[TEXT EXCERPT]

________________________________________

From: Qu Wenruo <quwenruo.btrfs@gmx.com>
To: dsterba@suse.cz, Qu Wenruo <wqu@suse.com>
Cc: linux-btrfs@vger.kernel.org,
Christoph Anton Mitterer <calestyo@scientia.org>
Subject: Re: [PATCH] btrfs: defrag: add under utilized extent to defrag target list
Date: Sat, 13 Jan 2024 13:47:25 +1030 [thread overview]
Message-ID: <7bef3393-a1b4-4a18-98cb-508cfb1ca6ee@gmx.com> (raw)

________________________________________

[MATERIAL PROVIDED]

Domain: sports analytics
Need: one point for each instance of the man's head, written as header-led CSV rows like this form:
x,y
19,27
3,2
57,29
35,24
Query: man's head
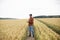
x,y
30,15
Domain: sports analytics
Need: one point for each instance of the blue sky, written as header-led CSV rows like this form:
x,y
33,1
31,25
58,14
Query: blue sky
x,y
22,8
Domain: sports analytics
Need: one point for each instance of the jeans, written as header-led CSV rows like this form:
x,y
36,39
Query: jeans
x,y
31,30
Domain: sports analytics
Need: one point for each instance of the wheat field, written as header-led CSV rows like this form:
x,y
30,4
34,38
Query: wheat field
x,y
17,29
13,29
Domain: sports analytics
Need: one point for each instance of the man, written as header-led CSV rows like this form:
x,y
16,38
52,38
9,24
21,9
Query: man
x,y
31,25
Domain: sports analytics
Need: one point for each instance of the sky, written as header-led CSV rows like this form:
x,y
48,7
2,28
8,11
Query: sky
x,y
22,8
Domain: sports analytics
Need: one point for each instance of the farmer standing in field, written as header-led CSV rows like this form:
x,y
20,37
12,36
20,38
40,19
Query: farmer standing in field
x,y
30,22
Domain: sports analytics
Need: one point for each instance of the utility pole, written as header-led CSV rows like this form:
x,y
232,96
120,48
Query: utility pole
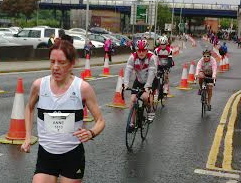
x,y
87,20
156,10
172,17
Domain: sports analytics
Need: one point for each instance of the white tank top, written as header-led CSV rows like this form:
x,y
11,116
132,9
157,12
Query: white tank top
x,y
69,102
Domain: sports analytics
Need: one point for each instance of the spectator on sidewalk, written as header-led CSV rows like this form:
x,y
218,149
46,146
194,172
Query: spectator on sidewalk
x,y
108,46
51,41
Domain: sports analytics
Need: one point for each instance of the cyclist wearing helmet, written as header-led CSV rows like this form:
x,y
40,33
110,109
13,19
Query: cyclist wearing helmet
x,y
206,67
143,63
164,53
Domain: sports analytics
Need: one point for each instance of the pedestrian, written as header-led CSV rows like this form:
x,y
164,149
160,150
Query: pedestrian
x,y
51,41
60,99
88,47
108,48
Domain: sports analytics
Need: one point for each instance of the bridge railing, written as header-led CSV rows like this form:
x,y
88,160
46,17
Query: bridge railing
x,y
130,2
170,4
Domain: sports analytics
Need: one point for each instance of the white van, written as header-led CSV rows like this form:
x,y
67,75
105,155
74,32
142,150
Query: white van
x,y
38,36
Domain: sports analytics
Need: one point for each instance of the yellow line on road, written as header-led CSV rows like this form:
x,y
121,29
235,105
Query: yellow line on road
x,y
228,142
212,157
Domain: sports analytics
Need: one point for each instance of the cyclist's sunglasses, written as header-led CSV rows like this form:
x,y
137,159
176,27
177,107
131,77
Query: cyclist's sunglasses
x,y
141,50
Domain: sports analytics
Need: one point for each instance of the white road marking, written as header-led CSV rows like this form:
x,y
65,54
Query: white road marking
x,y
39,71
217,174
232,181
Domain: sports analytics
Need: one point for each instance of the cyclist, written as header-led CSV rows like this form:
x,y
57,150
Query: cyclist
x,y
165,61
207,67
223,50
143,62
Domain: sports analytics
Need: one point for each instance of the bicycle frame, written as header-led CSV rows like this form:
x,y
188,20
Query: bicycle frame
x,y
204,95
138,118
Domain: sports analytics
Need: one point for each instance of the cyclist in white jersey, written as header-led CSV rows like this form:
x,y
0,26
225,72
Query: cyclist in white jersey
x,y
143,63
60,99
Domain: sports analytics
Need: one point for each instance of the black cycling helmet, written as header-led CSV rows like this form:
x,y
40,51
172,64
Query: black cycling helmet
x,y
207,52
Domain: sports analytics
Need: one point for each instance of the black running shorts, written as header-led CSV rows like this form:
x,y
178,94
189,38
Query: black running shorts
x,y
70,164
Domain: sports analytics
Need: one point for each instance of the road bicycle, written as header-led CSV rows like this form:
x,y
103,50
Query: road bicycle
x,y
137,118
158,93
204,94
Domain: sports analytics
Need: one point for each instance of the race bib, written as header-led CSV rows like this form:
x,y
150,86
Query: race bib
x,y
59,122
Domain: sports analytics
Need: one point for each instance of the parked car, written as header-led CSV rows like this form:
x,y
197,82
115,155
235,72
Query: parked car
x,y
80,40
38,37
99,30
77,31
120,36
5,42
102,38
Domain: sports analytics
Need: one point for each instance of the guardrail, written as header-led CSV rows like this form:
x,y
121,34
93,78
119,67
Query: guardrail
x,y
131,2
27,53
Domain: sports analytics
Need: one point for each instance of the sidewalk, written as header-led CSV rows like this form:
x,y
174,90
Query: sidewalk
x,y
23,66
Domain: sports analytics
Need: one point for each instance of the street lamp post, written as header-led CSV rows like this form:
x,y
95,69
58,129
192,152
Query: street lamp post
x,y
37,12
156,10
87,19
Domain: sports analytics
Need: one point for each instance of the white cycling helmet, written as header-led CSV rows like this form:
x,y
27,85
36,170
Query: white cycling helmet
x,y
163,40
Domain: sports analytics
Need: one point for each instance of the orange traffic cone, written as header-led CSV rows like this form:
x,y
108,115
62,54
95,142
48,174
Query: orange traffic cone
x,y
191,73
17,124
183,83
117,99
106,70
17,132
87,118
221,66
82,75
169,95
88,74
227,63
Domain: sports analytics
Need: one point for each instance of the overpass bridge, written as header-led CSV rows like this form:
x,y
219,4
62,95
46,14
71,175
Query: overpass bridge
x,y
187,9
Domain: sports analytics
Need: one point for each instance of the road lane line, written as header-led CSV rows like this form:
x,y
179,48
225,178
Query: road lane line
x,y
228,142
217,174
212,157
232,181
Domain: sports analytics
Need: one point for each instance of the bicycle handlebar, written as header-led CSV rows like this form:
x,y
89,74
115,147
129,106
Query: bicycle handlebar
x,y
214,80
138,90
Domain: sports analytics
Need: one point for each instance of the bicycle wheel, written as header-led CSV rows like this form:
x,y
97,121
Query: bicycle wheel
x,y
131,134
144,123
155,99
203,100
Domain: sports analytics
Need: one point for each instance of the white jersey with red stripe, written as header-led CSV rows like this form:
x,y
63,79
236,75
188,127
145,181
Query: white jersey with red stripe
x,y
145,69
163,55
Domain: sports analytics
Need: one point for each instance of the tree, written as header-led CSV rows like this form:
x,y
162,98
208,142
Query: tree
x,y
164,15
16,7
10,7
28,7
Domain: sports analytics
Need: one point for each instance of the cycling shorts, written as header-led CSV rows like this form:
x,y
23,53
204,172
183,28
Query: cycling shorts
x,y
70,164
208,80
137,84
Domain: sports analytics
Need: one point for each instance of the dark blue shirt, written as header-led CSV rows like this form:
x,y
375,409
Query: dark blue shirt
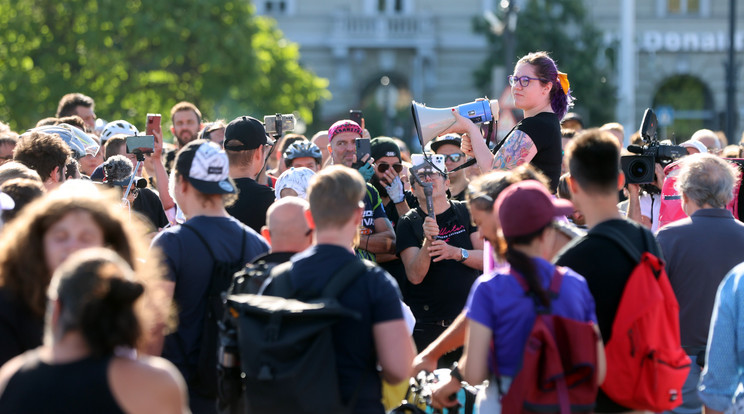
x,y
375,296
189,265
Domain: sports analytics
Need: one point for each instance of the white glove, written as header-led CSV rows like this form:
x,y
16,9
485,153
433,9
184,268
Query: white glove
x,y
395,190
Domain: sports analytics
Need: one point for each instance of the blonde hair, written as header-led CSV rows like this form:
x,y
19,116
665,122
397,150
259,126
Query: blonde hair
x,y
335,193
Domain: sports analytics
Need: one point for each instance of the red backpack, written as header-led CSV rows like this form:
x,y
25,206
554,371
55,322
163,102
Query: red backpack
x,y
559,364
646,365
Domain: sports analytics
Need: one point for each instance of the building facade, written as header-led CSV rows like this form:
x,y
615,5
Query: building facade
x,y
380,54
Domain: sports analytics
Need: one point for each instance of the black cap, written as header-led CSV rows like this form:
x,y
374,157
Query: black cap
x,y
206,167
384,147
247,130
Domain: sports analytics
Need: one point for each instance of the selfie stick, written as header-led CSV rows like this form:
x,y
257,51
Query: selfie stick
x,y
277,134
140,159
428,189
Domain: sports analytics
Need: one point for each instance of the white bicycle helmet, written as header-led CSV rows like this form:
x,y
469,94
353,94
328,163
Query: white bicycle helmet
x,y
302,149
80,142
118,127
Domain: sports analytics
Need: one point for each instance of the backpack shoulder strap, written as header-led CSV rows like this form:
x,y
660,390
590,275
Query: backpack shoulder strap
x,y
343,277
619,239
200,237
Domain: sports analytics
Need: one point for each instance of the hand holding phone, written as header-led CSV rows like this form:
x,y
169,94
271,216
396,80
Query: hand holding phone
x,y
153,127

________________________________________

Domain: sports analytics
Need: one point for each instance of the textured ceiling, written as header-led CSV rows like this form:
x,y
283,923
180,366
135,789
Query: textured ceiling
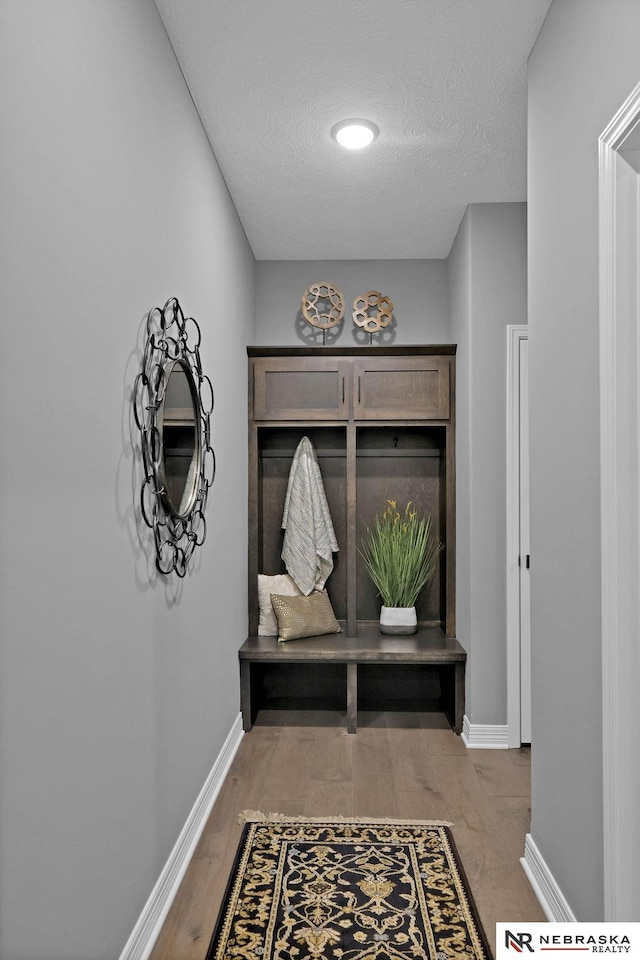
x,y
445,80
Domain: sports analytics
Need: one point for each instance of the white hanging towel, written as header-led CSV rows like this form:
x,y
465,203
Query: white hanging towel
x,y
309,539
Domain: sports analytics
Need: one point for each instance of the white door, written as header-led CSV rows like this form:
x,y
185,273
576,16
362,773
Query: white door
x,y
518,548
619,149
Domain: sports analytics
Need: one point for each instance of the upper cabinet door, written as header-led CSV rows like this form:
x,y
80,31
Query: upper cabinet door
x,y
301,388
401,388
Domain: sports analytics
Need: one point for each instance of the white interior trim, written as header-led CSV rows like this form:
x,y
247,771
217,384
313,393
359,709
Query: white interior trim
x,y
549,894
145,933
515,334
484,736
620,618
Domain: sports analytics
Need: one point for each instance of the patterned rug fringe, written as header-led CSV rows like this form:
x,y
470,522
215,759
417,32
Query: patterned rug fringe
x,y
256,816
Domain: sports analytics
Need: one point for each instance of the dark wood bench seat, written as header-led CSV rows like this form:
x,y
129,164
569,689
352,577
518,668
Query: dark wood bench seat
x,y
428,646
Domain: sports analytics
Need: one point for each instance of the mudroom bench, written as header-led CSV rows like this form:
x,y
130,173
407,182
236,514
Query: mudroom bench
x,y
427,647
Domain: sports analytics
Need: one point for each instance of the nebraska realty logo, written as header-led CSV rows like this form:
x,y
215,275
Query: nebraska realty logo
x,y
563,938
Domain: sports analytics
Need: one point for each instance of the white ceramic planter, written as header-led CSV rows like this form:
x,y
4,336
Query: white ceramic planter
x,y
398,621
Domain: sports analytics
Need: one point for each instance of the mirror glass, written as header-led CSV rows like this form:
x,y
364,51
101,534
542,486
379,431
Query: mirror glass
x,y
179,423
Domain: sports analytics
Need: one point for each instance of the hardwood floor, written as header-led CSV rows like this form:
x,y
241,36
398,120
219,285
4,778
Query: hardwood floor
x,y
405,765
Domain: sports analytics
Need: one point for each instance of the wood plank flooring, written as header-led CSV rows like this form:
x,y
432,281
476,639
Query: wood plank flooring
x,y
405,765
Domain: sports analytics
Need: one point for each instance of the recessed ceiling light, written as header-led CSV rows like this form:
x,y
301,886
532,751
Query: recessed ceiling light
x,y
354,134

________________________________________

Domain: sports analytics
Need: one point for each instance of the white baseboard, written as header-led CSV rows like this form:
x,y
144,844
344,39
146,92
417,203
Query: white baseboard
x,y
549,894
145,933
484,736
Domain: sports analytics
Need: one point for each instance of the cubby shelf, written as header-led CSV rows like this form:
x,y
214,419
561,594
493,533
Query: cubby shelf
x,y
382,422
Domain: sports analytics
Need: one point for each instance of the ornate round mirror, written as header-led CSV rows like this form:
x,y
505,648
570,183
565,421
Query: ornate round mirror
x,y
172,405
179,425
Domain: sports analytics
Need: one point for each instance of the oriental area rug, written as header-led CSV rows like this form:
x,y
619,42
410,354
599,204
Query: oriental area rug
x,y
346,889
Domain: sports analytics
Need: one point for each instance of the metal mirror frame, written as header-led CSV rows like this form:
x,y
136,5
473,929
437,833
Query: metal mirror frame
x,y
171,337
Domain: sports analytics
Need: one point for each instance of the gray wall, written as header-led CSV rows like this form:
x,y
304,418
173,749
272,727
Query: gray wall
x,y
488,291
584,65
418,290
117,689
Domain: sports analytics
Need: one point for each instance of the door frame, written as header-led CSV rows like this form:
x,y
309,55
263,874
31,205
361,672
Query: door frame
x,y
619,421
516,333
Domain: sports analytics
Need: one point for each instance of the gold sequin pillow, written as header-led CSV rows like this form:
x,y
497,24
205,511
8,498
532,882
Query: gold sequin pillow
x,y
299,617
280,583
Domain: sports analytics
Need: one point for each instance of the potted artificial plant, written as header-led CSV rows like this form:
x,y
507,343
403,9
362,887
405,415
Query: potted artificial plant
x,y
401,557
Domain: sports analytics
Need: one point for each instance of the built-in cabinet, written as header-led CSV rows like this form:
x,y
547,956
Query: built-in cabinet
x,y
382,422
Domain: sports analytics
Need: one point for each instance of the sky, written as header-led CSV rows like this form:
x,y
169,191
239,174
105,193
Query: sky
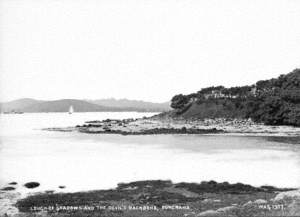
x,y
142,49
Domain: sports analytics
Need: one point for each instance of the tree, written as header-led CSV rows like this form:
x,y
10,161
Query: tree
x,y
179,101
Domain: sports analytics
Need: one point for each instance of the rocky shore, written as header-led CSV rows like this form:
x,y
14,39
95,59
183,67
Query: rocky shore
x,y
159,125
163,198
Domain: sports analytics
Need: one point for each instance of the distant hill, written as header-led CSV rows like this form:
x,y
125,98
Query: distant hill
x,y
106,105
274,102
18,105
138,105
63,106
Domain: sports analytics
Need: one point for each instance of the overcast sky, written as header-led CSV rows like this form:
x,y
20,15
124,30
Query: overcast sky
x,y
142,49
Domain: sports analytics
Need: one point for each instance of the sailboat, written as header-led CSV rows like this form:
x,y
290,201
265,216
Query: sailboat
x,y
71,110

________________________________________

[WRITTEN EXERCISE A] Rewrite part of the btrfs defrag patch email, starting at the words "From: Qu Wenruo" and ending after "Message-ID: <7bef3393-a1b4-4a18-98cb-508cfb1ca6ee@gmx.com> (raw)", and substitute "underutilized" for "under utilized".
[WRITTEN EXERCISE B] Pick up the btrfs defrag patch email where it stops and continue it.
You can set the records aside, since none of what comes next depends on them.

[TASK OUTPUT A]
From: Qu Wenruo <quwenruo.btrfs@gmx.com>
To: dsterba@suse.cz, Qu Wenruo <wqu@suse.com>
Cc: linux-btrfs@vger.kernel.org,
Christoph Anton Mitterer <calestyo@scientia.org>
Subject: Re: [PATCH] btrfs: defrag: add underutilized extent to defrag target list
Date: Sat, 13 Jan 2024 13:47:25 +1030 [thread overview]
Message-ID: <7bef3393-a1b4-4a18-98cb-508cfb1ca6ee@gmx.com> (raw)

[TASK OUTPUT B]
In-Reply-To: <20240112155806.GS31555@twin.jikos.cz>
On 2024/1/13 02:28, David Sterba wrote:
> On Thu, Jan 11, 2024 at 04:54:47PM +1030, Qu Wenruo wrote:
>>
>>
>> On 2024/1/11 03:39, David Sterba wrote:
>>> On Fri, Jan 05, 2024 at 06:03:40PM +1030, Qu Wenruo wrote:
>>>> [BUG]
>>>> The following script can lead to a very under utilized extent and we
>>>> have no way to use defrag to properly reclaim its wasted space:
>>>>
>>>> # mkfs.btrfs -f $dev
>>>> # mount $dev $mnt
>>>> # xfs_io -f -c "pwrite 0 128M" $mnt/foobar
>>>> # sync
>>>> # btrfs filesystem defrag $mnt/foobar
>>>> # sync
>>>
>>> I don't see what's wrong with this example, as Filipe noted there's a
>>> truncate missing, but still this should be explained better.
>>
>> Sorry, the full explanation looks like this:
>>
>> After above truncation, we will got the following file extent layout:
>>
>> item 6 key (257 EXTENT_DATA 0) itemoff 15813 itemsize 53
>> generation 7 type 1 (regular)
>> extent data disk byte 298844160 nr 134217728
>> extent data offset 0 nr 4096 ram 134217728
>> extent compression 0 (none)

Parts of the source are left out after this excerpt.